Task prompt:
Reproduce the stretch of items from the line containing "Reviewer note: confirm that each instance of the tree" through the line containing "column 575, row 125", substituting "circle" for "disc" and keeping everything else unchanged. Omit the pictures from your output.

------------------------

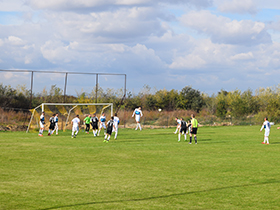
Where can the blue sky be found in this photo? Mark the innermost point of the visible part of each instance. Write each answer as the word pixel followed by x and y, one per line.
pixel 207 44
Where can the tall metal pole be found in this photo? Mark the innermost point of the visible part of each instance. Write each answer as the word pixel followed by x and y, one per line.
pixel 65 84
pixel 31 89
pixel 96 88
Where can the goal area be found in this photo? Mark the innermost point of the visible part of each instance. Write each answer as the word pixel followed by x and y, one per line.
pixel 66 112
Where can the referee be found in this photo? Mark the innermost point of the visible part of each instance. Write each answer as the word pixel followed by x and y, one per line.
pixel 194 125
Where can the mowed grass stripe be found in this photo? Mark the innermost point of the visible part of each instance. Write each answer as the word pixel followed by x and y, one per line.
pixel 229 168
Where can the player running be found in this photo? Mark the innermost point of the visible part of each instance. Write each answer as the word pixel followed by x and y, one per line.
pixel 56 124
pixel 138 114
pixel 266 126
pixel 116 123
pixel 94 124
pixel 87 123
pixel 183 129
pixel 75 126
pixel 102 121
pixel 194 125
pixel 178 125
pixel 52 125
pixel 42 122
pixel 110 127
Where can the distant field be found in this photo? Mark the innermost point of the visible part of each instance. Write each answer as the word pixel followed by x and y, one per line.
pixel 229 168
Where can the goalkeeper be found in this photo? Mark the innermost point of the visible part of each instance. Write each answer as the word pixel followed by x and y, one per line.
pixel 87 123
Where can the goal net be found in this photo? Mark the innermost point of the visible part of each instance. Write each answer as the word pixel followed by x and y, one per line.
pixel 66 112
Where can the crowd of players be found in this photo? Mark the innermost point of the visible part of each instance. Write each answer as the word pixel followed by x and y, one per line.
pixel 183 127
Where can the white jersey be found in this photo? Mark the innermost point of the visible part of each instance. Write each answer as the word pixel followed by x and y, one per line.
pixel 137 112
pixel 76 122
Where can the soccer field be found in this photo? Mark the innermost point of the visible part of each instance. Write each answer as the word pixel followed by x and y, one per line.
pixel 229 168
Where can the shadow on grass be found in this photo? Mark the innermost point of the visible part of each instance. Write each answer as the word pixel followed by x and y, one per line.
pixel 162 196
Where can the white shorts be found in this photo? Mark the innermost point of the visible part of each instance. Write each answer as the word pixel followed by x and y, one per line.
pixel 102 125
pixel 41 125
pixel 75 128
pixel 137 118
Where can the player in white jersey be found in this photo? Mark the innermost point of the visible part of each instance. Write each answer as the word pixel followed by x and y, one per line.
pixel 75 126
pixel 116 123
pixel 178 124
pixel 102 121
pixel 266 126
pixel 42 122
pixel 138 114
pixel 56 124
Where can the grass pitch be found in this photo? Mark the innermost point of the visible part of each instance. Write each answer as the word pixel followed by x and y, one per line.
pixel 229 168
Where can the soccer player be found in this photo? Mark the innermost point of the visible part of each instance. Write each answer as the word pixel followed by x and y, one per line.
pixel 94 124
pixel 102 121
pixel 266 126
pixel 138 114
pixel 116 123
pixel 183 129
pixel 194 126
pixel 56 124
pixel 178 125
pixel 75 126
pixel 87 122
pixel 42 122
pixel 110 127
pixel 52 125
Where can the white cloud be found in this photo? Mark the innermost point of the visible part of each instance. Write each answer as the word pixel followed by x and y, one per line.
pixel 13 40
pixel 237 6
pixel 224 30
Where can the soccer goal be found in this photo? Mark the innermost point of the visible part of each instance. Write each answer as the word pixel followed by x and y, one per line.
pixel 67 111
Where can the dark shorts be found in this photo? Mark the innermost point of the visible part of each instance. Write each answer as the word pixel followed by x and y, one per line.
pixel 94 126
pixel 183 130
pixel 109 131
pixel 194 131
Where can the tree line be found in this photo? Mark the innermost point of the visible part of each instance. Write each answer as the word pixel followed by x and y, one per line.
pixel 238 104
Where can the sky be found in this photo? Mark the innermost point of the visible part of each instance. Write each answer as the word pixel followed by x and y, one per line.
pixel 210 45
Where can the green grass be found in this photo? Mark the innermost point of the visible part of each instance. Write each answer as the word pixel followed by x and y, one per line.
pixel 229 168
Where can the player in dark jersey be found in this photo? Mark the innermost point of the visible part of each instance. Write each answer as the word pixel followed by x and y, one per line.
pixel 94 124
pixel 52 125
pixel 110 127
pixel 183 129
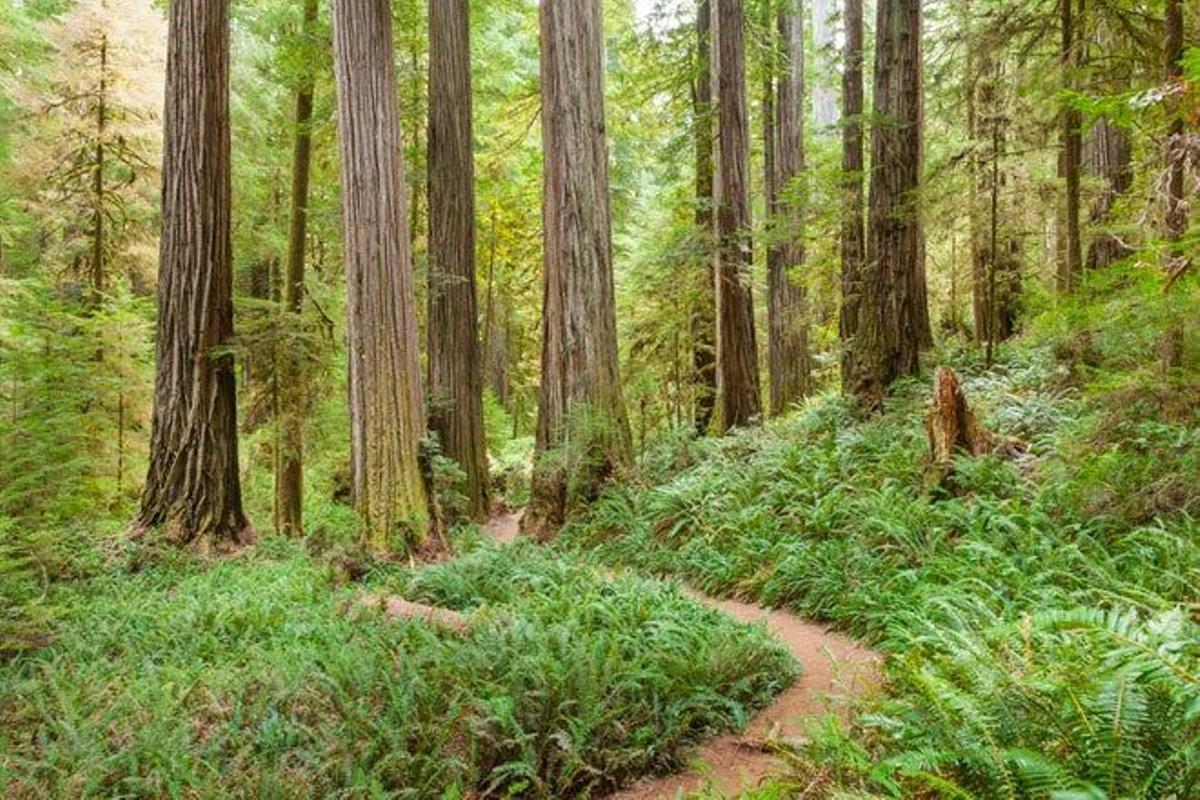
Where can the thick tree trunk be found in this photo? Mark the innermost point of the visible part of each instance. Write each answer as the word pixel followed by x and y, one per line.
pixel 582 431
pixel 853 236
pixel 456 403
pixel 787 324
pixel 387 415
pixel 894 319
pixel 192 487
pixel 1071 263
pixel 289 458
pixel 737 353
pixel 703 318
pixel 1108 155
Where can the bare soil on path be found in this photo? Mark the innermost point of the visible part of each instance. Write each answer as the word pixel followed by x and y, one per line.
pixel 833 669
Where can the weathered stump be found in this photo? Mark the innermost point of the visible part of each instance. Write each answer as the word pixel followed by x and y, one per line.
pixel 952 426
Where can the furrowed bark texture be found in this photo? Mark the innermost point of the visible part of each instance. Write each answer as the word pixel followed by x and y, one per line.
pixel 703 319
pixel 289 464
pixel 456 404
pixel 387 415
pixel 582 431
pixel 789 337
pixel 192 486
pixel 853 235
pixel 894 320
pixel 737 354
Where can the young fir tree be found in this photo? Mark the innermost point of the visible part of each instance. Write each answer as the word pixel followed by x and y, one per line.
pixel 456 407
pixel 192 488
pixel 737 354
pixel 582 429
pixel 387 415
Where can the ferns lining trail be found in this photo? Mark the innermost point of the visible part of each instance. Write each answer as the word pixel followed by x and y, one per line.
pixel 577 398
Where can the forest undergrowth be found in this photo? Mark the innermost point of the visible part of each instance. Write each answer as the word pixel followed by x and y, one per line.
pixel 1039 614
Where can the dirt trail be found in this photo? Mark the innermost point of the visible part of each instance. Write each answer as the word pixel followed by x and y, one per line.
pixel 834 667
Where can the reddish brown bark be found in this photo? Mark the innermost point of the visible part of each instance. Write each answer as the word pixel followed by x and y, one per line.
pixel 737 353
pixel 582 431
pixel 192 487
pixel 387 415
pixel 456 404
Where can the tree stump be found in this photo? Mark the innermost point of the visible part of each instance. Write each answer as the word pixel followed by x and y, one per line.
pixel 952 426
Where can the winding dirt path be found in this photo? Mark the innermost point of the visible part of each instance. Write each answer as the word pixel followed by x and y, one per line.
pixel 833 668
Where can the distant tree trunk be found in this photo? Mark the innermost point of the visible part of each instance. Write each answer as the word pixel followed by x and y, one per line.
pixel 1071 262
pixel 192 487
pixel 853 235
pixel 582 431
pixel 456 404
pixel 703 318
pixel 1176 206
pixel 737 353
pixel 789 337
pixel 1108 155
pixel 894 320
pixel 289 462
pixel 387 415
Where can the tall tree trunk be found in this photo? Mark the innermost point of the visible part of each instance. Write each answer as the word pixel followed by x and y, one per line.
pixel 853 236
pixel 192 486
pixel 1108 155
pixel 789 337
pixel 1176 208
pixel 737 353
pixel 582 429
pixel 289 461
pixel 703 318
pixel 387 415
pixel 1071 263
pixel 893 324
pixel 456 403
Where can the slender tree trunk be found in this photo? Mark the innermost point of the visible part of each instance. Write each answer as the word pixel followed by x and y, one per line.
pixel 1071 263
pixel 703 318
pixel 789 337
pixel 1108 155
pixel 853 236
pixel 737 353
pixel 99 283
pixel 1176 208
pixel 289 463
pixel 192 487
pixel 456 403
pixel 582 431
pixel 387 415
pixel 893 324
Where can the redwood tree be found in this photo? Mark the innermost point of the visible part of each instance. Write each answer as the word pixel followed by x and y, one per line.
pixel 387 415
pixel 737 354
pixel 289 463
pixel 853 235
pixel 894 318
pixel 582 429
pixel 456 407
pixel 192 486
pixel 787 328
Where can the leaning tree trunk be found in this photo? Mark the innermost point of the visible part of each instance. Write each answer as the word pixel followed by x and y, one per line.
pixel 737 353
pixel 894 319
pixel 1108 155
pixel 703 318
pixel 289 462
pixel 789 337
pixel 456 404
pixel 853 235
pixel 582 431
pixel 387 415
pixel 192 487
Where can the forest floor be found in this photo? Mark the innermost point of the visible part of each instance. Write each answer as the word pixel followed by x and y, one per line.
pixel 832 668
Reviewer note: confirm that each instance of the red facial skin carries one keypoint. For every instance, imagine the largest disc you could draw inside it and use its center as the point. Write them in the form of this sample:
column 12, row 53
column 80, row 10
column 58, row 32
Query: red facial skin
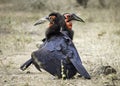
column 68, row 23
column 52, row 18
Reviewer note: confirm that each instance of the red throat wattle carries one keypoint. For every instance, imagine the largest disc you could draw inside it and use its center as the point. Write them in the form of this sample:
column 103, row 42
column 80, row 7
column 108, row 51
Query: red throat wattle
column 67, row 22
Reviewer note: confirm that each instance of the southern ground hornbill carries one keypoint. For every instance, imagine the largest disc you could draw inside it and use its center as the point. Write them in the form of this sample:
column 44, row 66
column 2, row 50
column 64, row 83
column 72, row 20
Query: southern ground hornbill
column 58, row 55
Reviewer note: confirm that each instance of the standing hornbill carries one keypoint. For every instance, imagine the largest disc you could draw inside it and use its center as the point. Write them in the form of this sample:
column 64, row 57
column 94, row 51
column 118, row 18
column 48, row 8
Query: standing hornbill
column 58, row 55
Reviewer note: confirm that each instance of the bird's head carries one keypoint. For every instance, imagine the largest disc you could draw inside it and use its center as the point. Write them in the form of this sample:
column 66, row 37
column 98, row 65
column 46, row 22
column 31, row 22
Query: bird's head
column 53, row 18
column 68, row 19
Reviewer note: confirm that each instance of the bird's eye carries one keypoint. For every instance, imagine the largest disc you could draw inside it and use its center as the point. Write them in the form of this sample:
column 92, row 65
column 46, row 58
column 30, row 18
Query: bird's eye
column 68, row 16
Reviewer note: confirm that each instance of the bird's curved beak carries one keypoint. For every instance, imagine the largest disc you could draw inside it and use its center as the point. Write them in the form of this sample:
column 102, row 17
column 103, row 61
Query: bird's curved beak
column 42, row 20
column 76, row 18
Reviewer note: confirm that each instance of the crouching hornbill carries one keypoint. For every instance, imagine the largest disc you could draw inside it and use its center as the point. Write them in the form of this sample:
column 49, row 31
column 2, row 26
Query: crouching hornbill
column 58, row 55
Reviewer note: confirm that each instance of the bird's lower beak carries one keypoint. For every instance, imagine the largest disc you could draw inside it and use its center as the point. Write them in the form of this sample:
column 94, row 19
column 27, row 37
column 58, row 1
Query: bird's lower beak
column 74, row 17
column 41, row 21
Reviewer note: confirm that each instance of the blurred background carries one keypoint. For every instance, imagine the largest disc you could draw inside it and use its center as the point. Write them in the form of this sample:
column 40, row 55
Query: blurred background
column 97, row 41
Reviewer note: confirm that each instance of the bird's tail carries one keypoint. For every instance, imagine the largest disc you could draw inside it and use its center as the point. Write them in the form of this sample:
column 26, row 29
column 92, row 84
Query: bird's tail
column 26, row 65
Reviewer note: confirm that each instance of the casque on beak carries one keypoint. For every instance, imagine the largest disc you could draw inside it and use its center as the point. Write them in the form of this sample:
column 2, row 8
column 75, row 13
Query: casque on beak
column 42, row 20
column 75, row 17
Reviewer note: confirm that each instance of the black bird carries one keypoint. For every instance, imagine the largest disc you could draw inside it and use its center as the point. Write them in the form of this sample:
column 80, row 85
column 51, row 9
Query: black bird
column 58, row 55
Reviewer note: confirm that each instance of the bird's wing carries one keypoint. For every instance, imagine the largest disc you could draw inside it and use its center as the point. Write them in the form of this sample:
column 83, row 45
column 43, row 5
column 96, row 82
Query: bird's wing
column 74, row 57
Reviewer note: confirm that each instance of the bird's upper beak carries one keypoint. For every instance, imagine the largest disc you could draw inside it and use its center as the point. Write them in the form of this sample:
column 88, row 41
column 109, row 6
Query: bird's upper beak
column 75, row 17
column 42, row 20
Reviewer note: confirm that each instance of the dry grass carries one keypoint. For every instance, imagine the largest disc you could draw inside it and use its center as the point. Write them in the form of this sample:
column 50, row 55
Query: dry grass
column 97, row 41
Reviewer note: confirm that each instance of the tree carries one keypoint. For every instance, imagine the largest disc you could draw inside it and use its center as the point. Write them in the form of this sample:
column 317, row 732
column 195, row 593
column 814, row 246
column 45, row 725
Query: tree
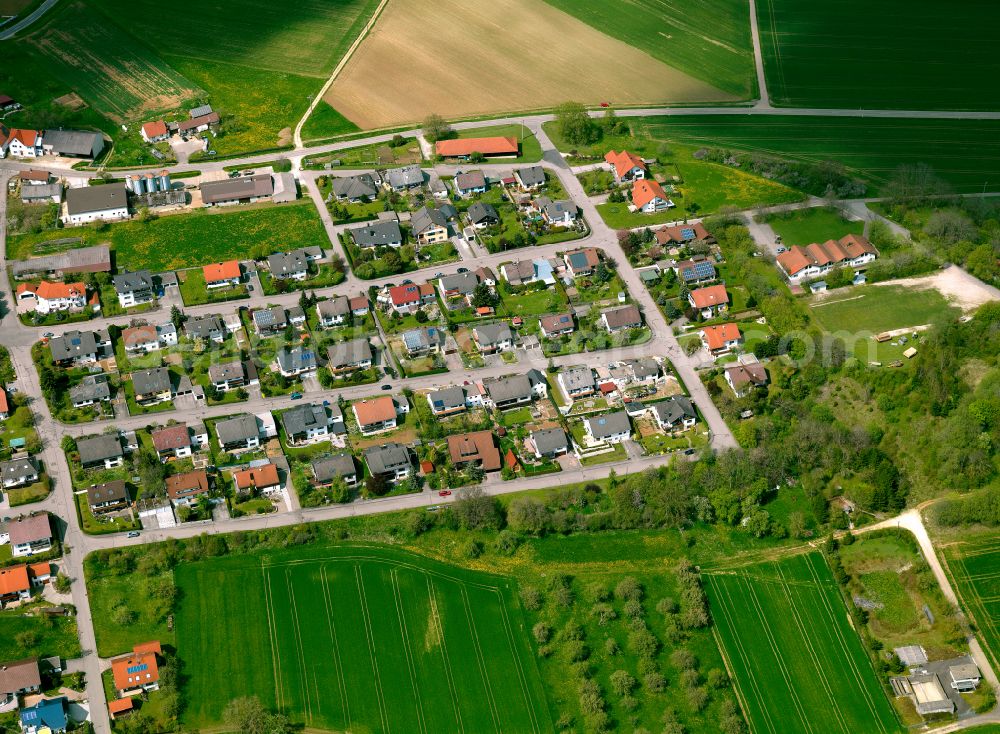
column 575, row 125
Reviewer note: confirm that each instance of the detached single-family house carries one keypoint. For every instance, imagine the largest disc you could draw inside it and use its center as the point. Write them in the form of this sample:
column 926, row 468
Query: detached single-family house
column 391, row 460
column 626, row 166
column 609, row 428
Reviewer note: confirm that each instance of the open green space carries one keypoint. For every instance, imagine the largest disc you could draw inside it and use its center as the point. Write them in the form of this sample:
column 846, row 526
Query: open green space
column 881, row 308
column 358, row 638
column 705, row 38
column 896, row 54
column 818, row 224
column 804, row 668
column 191, row 239
column 973, row 568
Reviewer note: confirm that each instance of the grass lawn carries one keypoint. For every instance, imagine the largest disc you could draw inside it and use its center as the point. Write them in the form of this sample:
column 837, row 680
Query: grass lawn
column 357, row 638
column 880, row 308
column 805, row 226
column 191, row 239
column 805, row 667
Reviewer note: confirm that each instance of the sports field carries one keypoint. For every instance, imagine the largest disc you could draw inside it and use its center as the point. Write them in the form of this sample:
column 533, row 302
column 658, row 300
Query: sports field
column 975, row 569
column 798, row 664
column 357, row 639
column 878, row 308
column 895, row 54
column 461, row 59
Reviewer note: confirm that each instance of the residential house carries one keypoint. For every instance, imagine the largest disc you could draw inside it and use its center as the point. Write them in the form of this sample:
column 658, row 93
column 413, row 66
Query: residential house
column 258, row 480
column 577, row 382
column 96, row 203
column 108, row 497
column 471, row 182
column 582, row 262
column 556, row 325
column 348, row 356
column 101, row 451
column 626, row 166
column 391, row 460
column 222, row 275
column 722, row 338
column 151, row 386
column 429, row 226
column 478, row 447
column 801, row 263
column 609, row 428
column 385, row 233
column 355, row 189
column 306, row 424
column 482, row 215
column 30, row 534
column 676, row 413
column 326, row 469
column 18, row 472
column 185, row 489
column 491, row 147
column 648, row 197
column 549, row 443
column 710, row 301
column 492, row 338
column 530, row 178
column 375, row 415
column 296, row 361
column 238, row 433
column 623, row 317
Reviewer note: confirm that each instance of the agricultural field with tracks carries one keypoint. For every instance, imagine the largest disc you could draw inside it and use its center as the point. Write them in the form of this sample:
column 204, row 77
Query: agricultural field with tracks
column 803, row 669
column 896, row 54
column 359, row 639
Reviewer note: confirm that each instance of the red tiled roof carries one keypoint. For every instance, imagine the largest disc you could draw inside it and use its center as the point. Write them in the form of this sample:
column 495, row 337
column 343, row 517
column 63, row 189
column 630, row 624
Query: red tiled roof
column 468, row 146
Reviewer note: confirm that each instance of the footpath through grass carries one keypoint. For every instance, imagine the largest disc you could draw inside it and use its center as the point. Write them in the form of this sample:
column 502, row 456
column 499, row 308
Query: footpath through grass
column 802, row 668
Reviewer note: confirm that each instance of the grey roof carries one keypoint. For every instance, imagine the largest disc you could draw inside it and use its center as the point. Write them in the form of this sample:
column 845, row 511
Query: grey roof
column 73, row 142
column 18, row 470
column 354, row 187
column 377, row 234
column 388, row 457
column 98, row 448
column 493, row 333
column 447, row 398
column 426, row 218
column 151, row 381
column 302, row 418
column 602, row 426
column 328, row 468
column 237, row 430
column 479, row 212
column 284, row 263
column 677, row 408
column 204, row 326
column 96, row 198
column 91, row 387
column 231, row 189
column 129, row 282
column 549, row 440
column 343, row 354
column 531, row 176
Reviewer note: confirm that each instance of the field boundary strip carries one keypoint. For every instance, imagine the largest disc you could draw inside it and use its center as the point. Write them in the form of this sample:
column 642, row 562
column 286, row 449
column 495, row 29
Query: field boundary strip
column 719, row 587
column 370, row 639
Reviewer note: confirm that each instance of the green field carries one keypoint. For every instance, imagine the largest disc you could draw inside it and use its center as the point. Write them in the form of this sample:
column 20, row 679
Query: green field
column 709, row 39
column 895, row 54
column 818, row 224
column 359, row 639
column 879, row 308
column 973, row 568
column 799, row 665
column 191, row 239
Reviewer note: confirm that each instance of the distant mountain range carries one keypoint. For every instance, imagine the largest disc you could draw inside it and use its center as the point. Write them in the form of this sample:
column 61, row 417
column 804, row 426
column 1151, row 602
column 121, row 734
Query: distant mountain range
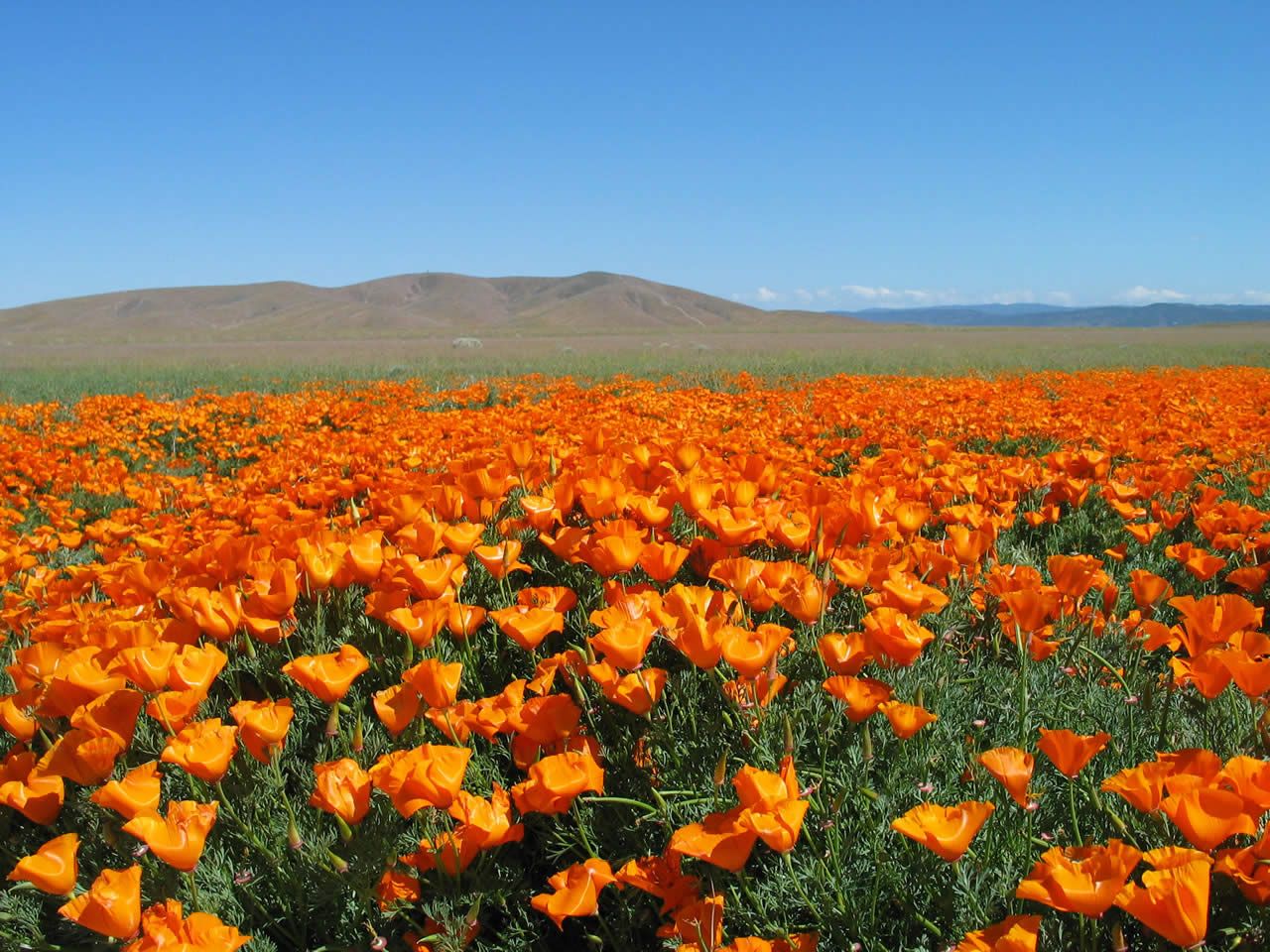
column 426, row 304
column 1030, row 315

------------------------

Full output:
Reviewer note: confirm that each instance of the tree carries one keypoint. For every instance, imagine the largest circle you could draw inside it and use its center as the point. Write them in the form of this sample:
column 317, row 732
column 195, row 593
column 814, row 246
column 45, row 725
Query: tree
column 575, row 125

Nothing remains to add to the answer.